---------- TASK INPUT ----------

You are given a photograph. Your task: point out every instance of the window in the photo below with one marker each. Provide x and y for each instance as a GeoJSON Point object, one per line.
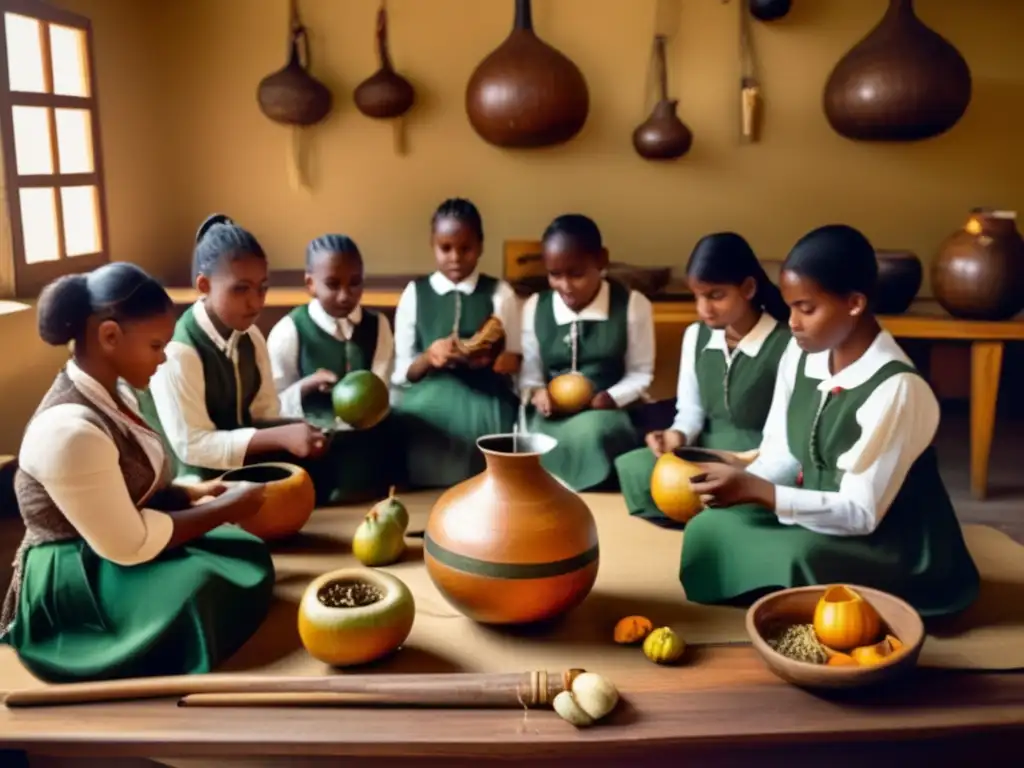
{"type": "Point", "coordinates": [49, 132]}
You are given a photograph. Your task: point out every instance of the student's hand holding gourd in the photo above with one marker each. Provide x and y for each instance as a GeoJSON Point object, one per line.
{"type": "Point", "coordinates": [724, 485]}
{"type": "Point", "coordinates": [322, 381]}
{"type": "Point", "coordinates": [664, 441]}
{"type": "Point", "coordinates": [542, 401]}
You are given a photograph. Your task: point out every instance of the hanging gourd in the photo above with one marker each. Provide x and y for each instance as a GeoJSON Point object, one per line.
{"type": "Point", "coordinates": [663, 135]}
{"type": "Point", "coordinates": [525, 93]}
{"type": "Point", "coordinates": [385, 94]}
{"type": "Point", "coordinates": [902, 82]}
{"type": "Point", "coordinates": [292, 96]}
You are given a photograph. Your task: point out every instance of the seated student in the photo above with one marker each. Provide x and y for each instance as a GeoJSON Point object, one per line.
{"type": "Point", "coordinates": [214, 397]}
{"type": "Point", "coordinates": [120, 572]}
{"type": "Point", "coordinates": [846, 487]}
{"type": "Point", "coordinates": [598, 328]}
{"type": "Point", "coordinates": [313, 347]}
{"type": "Point", "coordinates": [443, 401]}
{"type": "Point", "coordinates": [727, 367]}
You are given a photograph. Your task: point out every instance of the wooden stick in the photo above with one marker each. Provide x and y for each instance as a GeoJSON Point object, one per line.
{"type": "Point", "coordinates": [516, 689]}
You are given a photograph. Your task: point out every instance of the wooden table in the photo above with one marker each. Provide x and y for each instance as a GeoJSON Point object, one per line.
{"type": "Point", "coordinates": [925, 321]}
{"type": "Point", "coordinates": [720, 705]}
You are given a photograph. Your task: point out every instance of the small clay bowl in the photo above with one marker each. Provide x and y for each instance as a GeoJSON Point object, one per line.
{"type": "Point", "coordinates": [797, 606]}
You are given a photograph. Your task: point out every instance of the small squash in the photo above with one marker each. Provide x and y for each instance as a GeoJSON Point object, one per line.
{"type": "Point", "coordinates": [632, 630]}
{"type": "Point", "coordinates": [844, 620]}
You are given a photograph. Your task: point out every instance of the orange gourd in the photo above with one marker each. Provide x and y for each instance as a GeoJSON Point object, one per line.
{"type": "Point", "coordinates": [844, 620]}
{"type": "Point", "coordinates": [670, 487]}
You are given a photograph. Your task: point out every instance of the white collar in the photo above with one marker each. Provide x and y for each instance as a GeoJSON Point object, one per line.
{"type": "Point", "coordinates": [884, 349]}
{"type": "Point", "coordinates": [318, 315]}
{"type": "Point", "coordinates": [751, 343]}
{"type": "Point", "coordinates": [229, 345]}
{"type": "Point", "coordinates": [597, 309]}
{"type": "Point", "coordinates": [442, 285]}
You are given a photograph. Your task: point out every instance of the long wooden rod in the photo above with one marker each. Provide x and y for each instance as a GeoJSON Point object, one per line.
{"type": "Point", "coordinates": [536, 688]}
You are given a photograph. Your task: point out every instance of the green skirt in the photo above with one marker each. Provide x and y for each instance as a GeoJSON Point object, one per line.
{"type": "Point", "coordinates": [82, 617]}
{"type": "Point", "coordinates": [589, 442]}
{"type": "Point", "coordinates": [439, 420]}
{"type": "Point", "coordinates": [733, 555]}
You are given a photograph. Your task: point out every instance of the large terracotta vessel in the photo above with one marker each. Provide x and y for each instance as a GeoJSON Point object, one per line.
{"type": "Point", "coordinates": [979, 271]}
{"type": "Point", "coordinates": [512, 545]}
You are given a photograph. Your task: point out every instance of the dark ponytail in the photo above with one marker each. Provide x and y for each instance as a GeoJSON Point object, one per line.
{"type": "Point", "coordinates": [118, 291]}
{"type": "Point", "coordinates": [727, 258]}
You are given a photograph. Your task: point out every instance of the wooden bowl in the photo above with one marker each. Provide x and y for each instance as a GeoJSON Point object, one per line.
{"type": "Point", "coordinates": [797, 606]}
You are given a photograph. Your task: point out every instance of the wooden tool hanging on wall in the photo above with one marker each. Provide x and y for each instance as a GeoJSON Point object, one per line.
{"type": "Point", "coordinates": [902, 82]}
{"type": "Point", "coordinates": [663, 135]}
{"type": "Point", "coordinates": [385, 94]}
{"type": "Point", "coordinates": [292, 96]}
{"type": "Point", "coordinates": [525, 93]}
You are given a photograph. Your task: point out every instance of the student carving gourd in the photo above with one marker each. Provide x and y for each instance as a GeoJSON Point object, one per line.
{"type": "Point", "coordinates": [663, 135]}
{"type": "Point", "coordinates": [902, 82]}
{"type": "Point", "coordinates": [385, 94]}
{"type": "Point", "coordinates": [525, 93]}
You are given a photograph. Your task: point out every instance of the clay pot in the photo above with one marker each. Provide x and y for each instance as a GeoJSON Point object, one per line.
{"type": "Point", "coordinates": [902, 82]}
{"type": "Point", "coordinates": [289, 501]}
{"type": "Point", "coordinates": [663, 135]}
{"type": "Point", "coordinates": [525, 93]}
{"type": "Point", "coordinates": [512, 545]}
{"type": "Point", "coordinates": [292, 95]}
{"type": "Point", "coordinates": [354, 615]}
{"type": "Point", "coordinates": [900, 274]}
{"type": "Point", "coordinates": [384, 94]}
{"type": "Point", "coordinates": [769, 10]}
{"type": "Point", "coordinates": [979, 270]}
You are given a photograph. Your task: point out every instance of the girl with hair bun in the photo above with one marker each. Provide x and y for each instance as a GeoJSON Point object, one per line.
{"type": "Point", "coordinates": [314, 346]}
{"type": "Point", "coordinates": [846, 487]}
{"type": "Point", "coordinates": [122, 573]}
{"type": "Point", "coordinates": [727, 366]}
{"type": "Point", "coordinates": [214, 399]}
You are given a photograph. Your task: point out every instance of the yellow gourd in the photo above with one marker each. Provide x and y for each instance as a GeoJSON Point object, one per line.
{"type": "Point", "coordinates": [844, 620]}
{"type": "Point", "coordinates": [664, 646]}
{"type": "Point", "coordinates": [632, 630]}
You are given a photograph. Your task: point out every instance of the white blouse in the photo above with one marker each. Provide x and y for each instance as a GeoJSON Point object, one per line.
{"type": "Point", "coordinates": [689, 411]}
{"type": "Point", "coordinates": [283, 347]}
{"type": "Point", "coordinates": [639, 351]}
{"type": "Point", "coordinates": [77, 463]}
{"type": "Point", "coordinates": [506, 308]}
{"type": "Point", "coordinates": [179, 393]}
{"type": "Point", "coordinates": [898, 421]}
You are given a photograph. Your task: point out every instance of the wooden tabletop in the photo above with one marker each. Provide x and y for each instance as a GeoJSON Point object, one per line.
{"type": "Point", "coordinates": [721, 700]}
{"type": "Point", "coordinates": [925, 320]}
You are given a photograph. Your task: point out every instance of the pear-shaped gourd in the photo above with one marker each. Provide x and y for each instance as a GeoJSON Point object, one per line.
{"type": "Point", "coordinates": [392, 509]}
{"type": "Point", "coordinates": [378, 542]}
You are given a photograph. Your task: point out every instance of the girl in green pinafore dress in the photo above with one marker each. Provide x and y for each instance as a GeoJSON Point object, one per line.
{"type": "Point", "coordinates": [214, 400]}
{"type": "Point", "coordinates": [441, 400]}
{"type": "Point", "coordinates": [597, 328]}
{"type": "Point", "coordinates": [313, 347]}
{"type": "Point", "coordinates": [120, 572]}
{"type": "Point", "coordinates": [726, 370]}
{"type": "Point", "coordinates": [846, 487]}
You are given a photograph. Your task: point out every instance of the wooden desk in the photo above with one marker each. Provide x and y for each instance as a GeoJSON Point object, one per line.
{"type": "Point", "coordinates": [721, 706]}
{"type": "Point", "coordinates": [925, 321]}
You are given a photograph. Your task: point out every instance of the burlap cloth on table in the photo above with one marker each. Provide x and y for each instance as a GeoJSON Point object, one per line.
{"type": "Point", "coordinates": [638, 576]}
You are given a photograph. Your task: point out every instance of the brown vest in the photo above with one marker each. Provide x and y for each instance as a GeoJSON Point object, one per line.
{"type": "Point", "coordinates": [44, 523]}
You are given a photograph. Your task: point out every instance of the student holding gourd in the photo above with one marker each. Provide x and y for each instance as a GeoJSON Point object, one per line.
{"type": "Point", "coordinates": [587, 325]}
{"type": "Point", "coordinates": [445, 399]}
{"type": "Point", "coordinates": [214, 397]}
{"type": "Point", "coordinates": [120, 572]}
{"type": "Point", "coordinates": [727, 366]}
{"type": "Point", "coordinates": [315, 346]}
{"type": "Point", "coordinates": [846, 487]}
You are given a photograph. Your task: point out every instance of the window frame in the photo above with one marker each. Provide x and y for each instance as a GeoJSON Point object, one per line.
{"type": "Point", "coordinates": [30, 279]}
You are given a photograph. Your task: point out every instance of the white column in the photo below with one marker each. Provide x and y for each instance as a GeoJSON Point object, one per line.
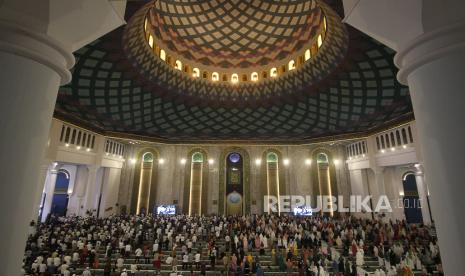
{"type": "Point", "coordinates": [423, 195]}
{"type": "Point", "coordinates": [36, 43]}
{"type": "Point", "coordinates": [433, 65]}
{"type": "Point", "coordinates": [28, 90]}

----------

▶ [GIVEN PROBLEM]: Copy exactly the lines from the line containing "the student holding" through the last line of the records above, both included, and leave out any pictures.

▶ [RESULT FOR THIS TASK]:
You are given a photograph. Your task: point out every instance of the student holding gourd in the photo above with one marker each. Provide x and y for each instance as a GeoJSON Point object, one per line.
{"type": "Point", "coordinates": [587, 325]}
{"type": "Point", "coordinates": [445, 399]}
{"type": "Point", "coordinates": [214, 397]}
{"type": "Point", "coordinates": [120, 572]}
{"type": "Point", "coordinates": [727, 366]}
{"type": "Point", "coordinates": [315, 346]}
{"type": "Point", "coordinates": [846, 487]}
You are given a photograph. Your task: point out every instance of the window frame in the photo above with one marker each. Provide x and y for each instance as a GeoJSON Point object, one per line.
{"type": "Point", "coordinates": [30, 279]}
You are given a photograph. Your task: point out every instance of the white column in the photo below with one marker each. Provide x and y for each instance as a GeoJSON Point object, one per line.
{"type": "Point", "coordinates": [423, 195]}
{"type": "Point", "coordinates": [36, 43]}
{"type": "Point", "coordinates": [433, 65]}
{"type": "Point", "coordinates": [28, 90]}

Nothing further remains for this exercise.